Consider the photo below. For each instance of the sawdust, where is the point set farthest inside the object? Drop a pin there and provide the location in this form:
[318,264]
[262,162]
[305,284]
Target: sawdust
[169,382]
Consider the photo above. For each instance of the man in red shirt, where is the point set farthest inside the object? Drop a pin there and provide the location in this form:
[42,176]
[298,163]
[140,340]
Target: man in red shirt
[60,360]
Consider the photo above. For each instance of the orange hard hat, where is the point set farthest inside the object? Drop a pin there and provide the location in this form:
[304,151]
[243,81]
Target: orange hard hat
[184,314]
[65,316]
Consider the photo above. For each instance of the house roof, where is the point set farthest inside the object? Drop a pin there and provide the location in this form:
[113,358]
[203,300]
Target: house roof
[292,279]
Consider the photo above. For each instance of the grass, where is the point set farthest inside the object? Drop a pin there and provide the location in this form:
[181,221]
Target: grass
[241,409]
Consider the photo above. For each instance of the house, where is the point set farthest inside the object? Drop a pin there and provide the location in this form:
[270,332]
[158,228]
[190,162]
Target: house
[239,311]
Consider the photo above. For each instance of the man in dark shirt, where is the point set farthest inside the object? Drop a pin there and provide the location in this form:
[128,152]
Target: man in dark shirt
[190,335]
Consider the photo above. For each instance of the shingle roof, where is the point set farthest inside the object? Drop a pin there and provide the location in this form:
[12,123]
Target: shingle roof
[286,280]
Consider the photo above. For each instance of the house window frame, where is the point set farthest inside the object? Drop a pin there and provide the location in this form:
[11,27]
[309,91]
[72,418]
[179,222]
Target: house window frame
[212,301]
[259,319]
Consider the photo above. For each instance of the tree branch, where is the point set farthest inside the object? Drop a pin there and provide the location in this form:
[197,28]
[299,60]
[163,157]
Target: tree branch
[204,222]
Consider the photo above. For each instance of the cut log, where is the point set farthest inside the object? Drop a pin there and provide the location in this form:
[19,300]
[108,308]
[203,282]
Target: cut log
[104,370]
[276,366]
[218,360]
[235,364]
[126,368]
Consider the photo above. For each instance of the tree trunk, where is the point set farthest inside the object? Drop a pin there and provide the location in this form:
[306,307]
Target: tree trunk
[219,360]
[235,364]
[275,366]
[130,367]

GIVEN TASK:
Starting with the line that contains "Consider the photo above. For each instance of the house, where" and going on through the end of the rows, write out every line again, requests included. Multiply each coordinate in the answers by 0.85 and round to the nearest whole number, rounding halves up, and leave the requests and their sample coordinates unchanged.

ANSWER TO THE PROBLEM:
Consider the photo above. For each instance of the house, where is the point set farthest inside the object? Drop a pin there and provide the location in this form:
[270,332]
[158,228]
[190,162]
Target: house
[203,264]
Consider the photo above. For each instance of the man in dark shirt, where is the point set farthest inside the object? Drop a pin there and provide the location in this form:
[128,152]
Target: man in dark shirt
[162,285]
Consider the photo above. For each instance of the shingle roof, where is the point set farthest inside the object? Drop a pin there and provide the location in this form:
[12,123]
Target: shingle roof
[243,238]
Consider the photo above. For each instance of the house window frame, where is the point set farthest inside the object? Drop a pin there and provide the location in this form:
[11,27]
[309,91]
[72,418]
[179,222]
Target: house window frame
[180,256]
[220,271]
Consider the photo above. For each instance of the tree branch, where is the point set farthest inside the object? Drop a pin there and provide the location in this form:
[197,28]
[299,60]
[163,157]
Target: tree branch
[173,189]
Consider the photo above. For each instance of the cut log, where is the point set farthest inside the object? Drop a pin there and provide the location in this form:
[19,300]
[108,308]
[203,282]
Target: cut log
[88,315]
[235,311]
[185,306]
[200,309]
[107,313]
Consider the photo above. For each instance of the tree trunk, where is the point set farthest inside the object? Drop a pin there and provide the location in this form:
[306,307]
Target: tree trunk
[186,306]
[200,309]
[234,311]
[111,312]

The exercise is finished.